Show every line of the data below that contains the string "child", matching case exactly.

_Provided information_:
-------
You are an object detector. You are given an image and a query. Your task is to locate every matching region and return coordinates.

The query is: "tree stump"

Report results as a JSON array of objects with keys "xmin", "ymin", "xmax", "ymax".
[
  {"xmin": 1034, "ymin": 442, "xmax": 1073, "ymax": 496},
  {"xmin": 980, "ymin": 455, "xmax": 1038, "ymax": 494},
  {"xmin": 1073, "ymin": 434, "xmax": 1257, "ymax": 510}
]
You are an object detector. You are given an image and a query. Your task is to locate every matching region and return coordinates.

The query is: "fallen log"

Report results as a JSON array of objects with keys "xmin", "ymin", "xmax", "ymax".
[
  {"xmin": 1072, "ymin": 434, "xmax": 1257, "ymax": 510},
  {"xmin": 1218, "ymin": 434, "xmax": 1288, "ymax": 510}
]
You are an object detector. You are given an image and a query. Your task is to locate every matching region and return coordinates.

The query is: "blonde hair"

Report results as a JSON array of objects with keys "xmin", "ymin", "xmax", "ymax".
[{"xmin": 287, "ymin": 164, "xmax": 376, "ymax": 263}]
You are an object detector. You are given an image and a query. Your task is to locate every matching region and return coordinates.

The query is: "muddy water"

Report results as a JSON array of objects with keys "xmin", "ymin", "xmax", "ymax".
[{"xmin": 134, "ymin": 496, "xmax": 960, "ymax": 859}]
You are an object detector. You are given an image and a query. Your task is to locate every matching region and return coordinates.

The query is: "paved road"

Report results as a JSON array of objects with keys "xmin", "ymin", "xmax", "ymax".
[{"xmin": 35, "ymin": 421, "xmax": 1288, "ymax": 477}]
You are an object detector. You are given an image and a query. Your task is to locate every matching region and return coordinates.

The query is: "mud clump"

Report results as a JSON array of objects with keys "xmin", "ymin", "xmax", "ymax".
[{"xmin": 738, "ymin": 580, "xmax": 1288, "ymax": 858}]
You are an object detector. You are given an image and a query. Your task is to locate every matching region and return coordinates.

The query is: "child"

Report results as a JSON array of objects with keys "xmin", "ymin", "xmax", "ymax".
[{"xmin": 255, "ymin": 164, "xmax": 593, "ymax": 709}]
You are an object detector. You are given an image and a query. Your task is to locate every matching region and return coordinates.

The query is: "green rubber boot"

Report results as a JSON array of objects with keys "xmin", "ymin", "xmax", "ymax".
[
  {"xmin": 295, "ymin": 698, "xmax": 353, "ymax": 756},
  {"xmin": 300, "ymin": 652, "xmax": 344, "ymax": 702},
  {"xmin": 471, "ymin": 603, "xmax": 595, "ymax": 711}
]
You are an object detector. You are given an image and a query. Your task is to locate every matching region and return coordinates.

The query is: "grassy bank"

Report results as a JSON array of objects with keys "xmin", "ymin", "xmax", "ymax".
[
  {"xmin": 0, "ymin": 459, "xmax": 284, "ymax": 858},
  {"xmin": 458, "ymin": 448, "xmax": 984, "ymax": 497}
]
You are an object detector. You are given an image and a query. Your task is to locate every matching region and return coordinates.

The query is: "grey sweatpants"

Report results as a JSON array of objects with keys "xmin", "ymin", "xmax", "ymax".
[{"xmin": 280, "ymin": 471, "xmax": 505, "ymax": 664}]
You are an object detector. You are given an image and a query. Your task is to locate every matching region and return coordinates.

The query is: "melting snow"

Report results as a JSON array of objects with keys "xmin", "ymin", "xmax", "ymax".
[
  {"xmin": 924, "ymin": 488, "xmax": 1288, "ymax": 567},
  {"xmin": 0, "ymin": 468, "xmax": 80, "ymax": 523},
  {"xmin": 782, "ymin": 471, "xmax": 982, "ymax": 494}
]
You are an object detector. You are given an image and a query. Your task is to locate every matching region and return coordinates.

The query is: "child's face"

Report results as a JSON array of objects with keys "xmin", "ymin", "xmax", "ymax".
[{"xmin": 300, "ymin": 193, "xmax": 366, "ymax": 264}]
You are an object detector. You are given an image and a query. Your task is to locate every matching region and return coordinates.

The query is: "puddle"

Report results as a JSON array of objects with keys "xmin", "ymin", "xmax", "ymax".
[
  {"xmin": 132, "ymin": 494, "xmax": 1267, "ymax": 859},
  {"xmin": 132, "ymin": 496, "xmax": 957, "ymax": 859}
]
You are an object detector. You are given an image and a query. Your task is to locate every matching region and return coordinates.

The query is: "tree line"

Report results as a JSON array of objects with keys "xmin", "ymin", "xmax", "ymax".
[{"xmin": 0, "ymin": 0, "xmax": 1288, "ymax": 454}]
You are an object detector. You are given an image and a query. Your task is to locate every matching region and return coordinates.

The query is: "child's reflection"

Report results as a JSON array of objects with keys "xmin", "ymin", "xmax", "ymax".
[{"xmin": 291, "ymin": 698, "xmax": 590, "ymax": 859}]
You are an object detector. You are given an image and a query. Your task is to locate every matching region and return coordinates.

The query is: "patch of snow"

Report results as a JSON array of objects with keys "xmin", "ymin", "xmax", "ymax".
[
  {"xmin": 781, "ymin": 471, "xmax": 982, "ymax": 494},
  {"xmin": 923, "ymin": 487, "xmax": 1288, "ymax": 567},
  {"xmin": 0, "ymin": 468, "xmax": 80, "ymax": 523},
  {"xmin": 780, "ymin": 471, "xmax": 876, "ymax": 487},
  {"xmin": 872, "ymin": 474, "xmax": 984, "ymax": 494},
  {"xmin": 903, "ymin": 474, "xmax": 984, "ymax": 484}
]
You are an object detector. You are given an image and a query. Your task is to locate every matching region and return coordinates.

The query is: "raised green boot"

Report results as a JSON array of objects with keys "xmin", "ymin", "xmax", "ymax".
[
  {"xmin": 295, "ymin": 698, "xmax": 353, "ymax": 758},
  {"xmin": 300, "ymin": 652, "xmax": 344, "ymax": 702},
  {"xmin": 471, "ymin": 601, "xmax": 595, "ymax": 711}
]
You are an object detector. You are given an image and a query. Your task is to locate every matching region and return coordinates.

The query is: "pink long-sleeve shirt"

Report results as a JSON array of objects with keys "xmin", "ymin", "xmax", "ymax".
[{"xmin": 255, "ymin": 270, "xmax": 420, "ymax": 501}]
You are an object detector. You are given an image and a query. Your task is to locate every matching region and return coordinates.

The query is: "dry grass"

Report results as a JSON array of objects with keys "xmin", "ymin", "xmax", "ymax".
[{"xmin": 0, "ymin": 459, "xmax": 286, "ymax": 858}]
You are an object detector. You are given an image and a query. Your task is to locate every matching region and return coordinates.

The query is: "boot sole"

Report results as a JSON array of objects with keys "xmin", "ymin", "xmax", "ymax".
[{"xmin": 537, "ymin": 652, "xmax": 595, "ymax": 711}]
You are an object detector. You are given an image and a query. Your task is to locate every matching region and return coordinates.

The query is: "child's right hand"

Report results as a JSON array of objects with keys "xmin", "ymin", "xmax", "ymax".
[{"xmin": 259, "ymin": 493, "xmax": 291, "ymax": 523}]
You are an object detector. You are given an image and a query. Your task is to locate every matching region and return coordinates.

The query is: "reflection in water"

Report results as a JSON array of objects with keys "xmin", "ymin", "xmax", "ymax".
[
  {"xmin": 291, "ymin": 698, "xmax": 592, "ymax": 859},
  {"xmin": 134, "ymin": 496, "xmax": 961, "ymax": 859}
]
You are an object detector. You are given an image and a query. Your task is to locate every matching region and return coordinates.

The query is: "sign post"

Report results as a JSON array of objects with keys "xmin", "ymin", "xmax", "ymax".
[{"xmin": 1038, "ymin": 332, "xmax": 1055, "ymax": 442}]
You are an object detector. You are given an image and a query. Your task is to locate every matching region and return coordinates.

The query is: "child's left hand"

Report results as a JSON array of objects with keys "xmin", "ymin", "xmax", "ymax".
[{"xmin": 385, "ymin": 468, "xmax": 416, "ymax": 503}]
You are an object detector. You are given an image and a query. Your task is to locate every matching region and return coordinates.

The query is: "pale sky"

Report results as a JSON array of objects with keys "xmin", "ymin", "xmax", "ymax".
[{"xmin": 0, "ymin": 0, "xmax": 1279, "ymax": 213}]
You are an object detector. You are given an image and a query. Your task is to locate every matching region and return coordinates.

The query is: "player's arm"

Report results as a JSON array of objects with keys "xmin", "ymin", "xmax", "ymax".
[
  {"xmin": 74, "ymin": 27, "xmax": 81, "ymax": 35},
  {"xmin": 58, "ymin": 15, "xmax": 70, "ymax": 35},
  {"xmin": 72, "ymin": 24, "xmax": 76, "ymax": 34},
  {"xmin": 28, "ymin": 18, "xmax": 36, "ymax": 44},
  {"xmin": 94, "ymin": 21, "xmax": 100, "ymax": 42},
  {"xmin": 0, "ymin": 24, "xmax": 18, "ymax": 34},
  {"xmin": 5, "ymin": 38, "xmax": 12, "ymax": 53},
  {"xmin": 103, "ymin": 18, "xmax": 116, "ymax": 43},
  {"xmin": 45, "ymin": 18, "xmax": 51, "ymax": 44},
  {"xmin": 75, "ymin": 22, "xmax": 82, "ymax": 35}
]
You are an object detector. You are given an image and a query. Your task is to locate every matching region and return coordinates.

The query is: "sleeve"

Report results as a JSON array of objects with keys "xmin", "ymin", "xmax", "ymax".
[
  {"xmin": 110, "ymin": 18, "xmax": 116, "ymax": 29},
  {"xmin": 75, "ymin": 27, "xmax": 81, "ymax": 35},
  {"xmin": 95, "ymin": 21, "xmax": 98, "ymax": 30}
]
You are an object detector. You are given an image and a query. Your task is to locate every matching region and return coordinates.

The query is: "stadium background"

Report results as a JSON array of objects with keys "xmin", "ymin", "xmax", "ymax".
-------
_Answer for this exercise_:
The query is: "child"
The query is: "child's face"
The query is: "child's reflection"
The query is: "child's right hand"
The query is: "child's left hand"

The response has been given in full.